• **Extract provided**
>>>
Feb. 3 9:16 AM by Chenda Ngak

With the Super Bowl offering opportunities to indulge in mass quantities of meat, cheese, and bread, we believe that some attention should be paid to some of the lesser-known sandwiches. They may not be on the menu at Subway or Quiznos, but these sandwiches should still be considered for consumption.

9- Po' Boy

Some people would look at a Po' boy sandwich and say that it's just a submarine sandwich, but it's so much more than that. This staple of the Louisiana diet consists meat or seafood (even alligator), lettuce, tomato, pickles, mayonnaise, and onions on a baguette. The seafood is usually battered and fried so take note before you order.

8- Gyro

My big, fat, expanded waistline is demanding some answers. If you've ever had a good Gyro, you would understand. This Greek fast food is exotic, yet truly appealing to American taste buds. It consists of meat-usually chicken or lamb-roasted on a vertical rotisserie that is stuffed into a wrapped pita. If you go for the works, the toppings are usually tomatoes, onions, lettuce, French fries, and tzatziki sauce. (If you must know, tzatziki sauce is usually made of strained yogurt, cucumbers, garlic, olive oil, and garlic.)
<<<
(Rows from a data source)
>>>
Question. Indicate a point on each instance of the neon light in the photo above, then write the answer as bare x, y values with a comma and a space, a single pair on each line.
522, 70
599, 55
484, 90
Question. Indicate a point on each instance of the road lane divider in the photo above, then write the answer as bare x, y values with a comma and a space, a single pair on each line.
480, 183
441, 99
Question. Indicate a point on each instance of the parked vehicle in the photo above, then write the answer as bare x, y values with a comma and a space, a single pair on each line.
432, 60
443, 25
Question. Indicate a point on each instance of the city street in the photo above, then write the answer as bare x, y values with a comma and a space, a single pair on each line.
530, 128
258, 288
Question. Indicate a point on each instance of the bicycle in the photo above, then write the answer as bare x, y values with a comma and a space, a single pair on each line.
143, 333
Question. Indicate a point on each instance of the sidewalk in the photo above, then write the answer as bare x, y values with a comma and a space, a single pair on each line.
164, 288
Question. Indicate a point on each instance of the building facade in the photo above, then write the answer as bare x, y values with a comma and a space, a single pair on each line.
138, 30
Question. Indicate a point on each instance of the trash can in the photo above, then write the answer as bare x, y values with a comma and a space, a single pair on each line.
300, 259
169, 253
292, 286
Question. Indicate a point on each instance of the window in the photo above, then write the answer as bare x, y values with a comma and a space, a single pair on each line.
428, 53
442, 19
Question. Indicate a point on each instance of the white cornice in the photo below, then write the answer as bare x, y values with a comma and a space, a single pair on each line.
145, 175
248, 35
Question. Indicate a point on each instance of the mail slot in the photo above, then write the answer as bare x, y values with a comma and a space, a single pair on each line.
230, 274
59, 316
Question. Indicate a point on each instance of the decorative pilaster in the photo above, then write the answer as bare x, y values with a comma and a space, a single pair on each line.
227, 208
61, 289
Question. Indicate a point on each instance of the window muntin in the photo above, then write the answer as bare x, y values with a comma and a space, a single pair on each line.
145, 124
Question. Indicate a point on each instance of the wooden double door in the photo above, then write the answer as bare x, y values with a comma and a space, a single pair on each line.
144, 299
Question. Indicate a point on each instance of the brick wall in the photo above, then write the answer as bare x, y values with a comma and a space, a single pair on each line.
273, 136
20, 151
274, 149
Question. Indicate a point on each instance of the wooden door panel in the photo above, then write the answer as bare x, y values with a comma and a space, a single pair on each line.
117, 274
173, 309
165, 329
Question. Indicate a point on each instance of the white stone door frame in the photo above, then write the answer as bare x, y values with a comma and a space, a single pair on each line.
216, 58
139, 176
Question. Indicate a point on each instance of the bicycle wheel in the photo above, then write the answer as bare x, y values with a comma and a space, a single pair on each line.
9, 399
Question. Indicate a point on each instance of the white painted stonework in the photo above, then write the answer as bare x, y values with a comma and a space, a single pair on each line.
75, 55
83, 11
<<<
• **Challenges**
A) Repeat the passage from the article on lesser-known sandwiches, starting with "Some people would" and going on through "before you order.".
B) Rewrite the rows, starting with the line with "Question. Indicate a point on each instance of the wooden double" and going on through the last line of the rows. Include the requests, and shift every point coordinate by adding 139 to each number.

• **Answer set**
A)
Some people would look at a Po' boy sandwich and say that it's just a submarine sandwich, but it's so much more than that. This staple of the Louisiana diet consists meat or seafood (even alligator), lettuce, tomato, pickles, mayonnaise, and onions on a baguette. The seafood is usually battered and fried so take note before you order.

B)
Question. Indicate a point on each instance of the wooden double door in the photo above, then write the answer as bare x, y values with a comma and a space, a single pair on each line.
283, 438
Question. Indicate a point on each instance of the brick wall in the photo above, then write the answer as bare x, y values with a comma and a space, a single pair on each line.
412, 275
159, 290
413, 288
Question. Indicate a point on each instance of the wooden door panel in the photo above, then write the answer as bare x, y values with a comma and a space, a single pair on each line.
256, 413
312, 448
304, 468
Question. Indicate a point on each instance of the white stone door frame in the photo above, then write the answer as bare x, y values with a comma and a space, a single pair on each line.
355, 197
278, 315
Question. Indicate a point on each instance of the bicycle wheel in the photo above, then write the answer as bare x, y values with a comma and a space, a single pair on each line.
148, 538
Question. Indicate a point on each instance of the white painted stonework in the photo above, then write the answer as bare x, y values with a comma and a space, a single pair on each line.
214, 194
222, 150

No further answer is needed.